[Entries from a point annotation set]

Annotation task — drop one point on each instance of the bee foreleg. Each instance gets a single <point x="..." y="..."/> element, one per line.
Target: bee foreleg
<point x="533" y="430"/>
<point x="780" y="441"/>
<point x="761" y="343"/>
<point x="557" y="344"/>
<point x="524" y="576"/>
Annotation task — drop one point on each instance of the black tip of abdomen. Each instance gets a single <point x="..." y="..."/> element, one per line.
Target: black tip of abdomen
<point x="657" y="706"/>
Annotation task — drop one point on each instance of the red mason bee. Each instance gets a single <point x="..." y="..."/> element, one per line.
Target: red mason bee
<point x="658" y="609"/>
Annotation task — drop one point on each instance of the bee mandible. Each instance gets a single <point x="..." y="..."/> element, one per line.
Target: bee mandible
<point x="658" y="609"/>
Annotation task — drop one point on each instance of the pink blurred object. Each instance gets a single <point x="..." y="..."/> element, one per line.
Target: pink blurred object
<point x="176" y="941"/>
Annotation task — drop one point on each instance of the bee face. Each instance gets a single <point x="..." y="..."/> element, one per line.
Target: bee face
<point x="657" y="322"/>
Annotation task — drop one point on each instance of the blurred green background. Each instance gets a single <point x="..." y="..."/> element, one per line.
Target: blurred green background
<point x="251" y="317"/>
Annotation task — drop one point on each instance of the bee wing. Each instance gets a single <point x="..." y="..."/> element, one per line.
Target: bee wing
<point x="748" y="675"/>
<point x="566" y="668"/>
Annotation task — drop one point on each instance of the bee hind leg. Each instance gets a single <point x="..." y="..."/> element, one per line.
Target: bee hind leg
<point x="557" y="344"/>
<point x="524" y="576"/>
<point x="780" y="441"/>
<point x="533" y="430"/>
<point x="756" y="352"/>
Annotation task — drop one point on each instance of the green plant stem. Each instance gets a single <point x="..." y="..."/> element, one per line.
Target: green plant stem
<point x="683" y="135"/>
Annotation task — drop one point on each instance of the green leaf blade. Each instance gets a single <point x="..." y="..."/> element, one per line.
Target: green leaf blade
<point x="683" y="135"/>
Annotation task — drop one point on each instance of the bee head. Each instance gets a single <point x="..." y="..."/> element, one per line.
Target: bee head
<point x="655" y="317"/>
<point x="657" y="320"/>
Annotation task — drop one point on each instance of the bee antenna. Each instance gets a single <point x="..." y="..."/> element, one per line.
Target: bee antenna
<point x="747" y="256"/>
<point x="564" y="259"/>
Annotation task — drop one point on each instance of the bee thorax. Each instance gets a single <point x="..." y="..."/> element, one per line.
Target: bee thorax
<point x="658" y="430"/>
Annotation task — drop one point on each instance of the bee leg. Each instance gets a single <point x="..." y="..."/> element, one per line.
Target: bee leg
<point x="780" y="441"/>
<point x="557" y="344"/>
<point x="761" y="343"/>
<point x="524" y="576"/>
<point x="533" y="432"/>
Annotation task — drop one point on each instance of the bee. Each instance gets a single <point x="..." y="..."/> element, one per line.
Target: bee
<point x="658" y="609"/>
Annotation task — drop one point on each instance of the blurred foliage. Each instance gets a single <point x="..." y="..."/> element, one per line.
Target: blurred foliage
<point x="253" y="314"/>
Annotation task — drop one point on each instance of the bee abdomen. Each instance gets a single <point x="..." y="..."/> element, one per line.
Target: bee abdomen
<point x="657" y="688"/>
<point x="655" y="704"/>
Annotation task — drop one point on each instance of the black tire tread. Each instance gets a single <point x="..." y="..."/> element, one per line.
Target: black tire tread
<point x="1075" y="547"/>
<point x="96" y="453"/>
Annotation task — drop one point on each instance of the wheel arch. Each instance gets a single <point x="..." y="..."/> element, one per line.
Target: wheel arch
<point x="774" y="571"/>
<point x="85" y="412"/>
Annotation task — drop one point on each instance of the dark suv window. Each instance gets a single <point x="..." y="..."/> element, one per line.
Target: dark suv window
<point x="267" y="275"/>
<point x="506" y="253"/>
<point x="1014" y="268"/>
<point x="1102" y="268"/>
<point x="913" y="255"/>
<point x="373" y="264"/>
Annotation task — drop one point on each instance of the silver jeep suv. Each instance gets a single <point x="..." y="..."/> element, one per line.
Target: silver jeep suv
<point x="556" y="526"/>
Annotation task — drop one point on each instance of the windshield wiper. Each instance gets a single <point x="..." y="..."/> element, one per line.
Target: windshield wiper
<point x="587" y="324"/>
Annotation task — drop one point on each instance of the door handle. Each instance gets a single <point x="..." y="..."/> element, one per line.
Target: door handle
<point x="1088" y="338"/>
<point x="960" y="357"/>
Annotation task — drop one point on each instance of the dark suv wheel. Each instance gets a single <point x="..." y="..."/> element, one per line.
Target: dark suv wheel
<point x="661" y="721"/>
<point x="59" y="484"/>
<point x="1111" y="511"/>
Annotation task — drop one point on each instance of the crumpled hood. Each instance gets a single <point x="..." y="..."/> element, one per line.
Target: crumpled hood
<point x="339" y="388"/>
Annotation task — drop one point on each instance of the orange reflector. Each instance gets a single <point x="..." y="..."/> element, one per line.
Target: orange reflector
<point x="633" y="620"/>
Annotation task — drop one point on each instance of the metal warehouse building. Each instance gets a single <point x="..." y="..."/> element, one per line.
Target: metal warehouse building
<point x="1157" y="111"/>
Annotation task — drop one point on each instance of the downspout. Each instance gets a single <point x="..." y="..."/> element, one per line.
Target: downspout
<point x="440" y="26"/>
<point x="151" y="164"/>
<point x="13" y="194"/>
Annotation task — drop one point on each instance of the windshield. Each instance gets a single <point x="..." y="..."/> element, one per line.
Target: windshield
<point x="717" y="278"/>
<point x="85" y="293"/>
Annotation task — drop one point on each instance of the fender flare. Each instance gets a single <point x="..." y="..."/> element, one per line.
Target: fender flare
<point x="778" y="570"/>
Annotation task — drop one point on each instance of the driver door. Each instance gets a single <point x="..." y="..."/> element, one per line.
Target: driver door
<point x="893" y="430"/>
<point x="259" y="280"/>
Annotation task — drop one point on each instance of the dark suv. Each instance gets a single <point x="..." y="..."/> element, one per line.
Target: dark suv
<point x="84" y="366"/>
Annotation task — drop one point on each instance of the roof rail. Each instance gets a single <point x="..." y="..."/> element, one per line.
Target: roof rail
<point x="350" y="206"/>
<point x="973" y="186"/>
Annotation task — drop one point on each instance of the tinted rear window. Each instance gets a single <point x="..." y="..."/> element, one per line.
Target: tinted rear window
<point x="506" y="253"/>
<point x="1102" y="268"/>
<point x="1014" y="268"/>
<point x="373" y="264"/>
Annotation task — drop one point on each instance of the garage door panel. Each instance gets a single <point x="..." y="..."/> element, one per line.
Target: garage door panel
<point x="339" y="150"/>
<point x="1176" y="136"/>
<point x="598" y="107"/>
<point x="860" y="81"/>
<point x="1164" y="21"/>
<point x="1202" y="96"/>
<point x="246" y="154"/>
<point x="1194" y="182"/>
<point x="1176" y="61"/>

* **Exercise**
Quote the lines of the listing above from the line containing "the dark suv." through the end of the listing, both included. Reproduce each line word for word.

* **Solution to the exercise**
Annotation task — drop one point on each instance of the dark suv. Each instance gets a single <point x="..." y="..."/> element, one per line.
Target: dark suv
<point x="84" y="366"/>
Annotation task — drop one point on each instance of the roof rail. Each instance gets a single <point x="..." y="..."/> element, one per line.
Target: roof rail
<point x="350" y="206"/>
<point x="973" y="186"/>
Annotation task — drop one point on each instance of the tinted rear window. Each instance gets a single <point x="..." y="..."/> element, one per line.
Target: tinted rear window
<point x="506" y="253"/>
<point x="1102" y="268"/>
<point x="1014" y="268"/>
<point x="373" y="264"/>
Annotation task — drop one point on each instance of the garage door panel. Each instance gets a single <point x="..." y="..."/> element, one per line.
Target: garage door panel
<point x="339" y="150"/>
<point x="1176" y="136"/>
<point x="598" y="107"/>
<point x="860" y="81"/>
<point x="1164" y="21"/>
<point x="1202" y="96"/>
<point x="246" y="154"/>
<point x="1194" y="182"/>
<point x="1176" y="61"/>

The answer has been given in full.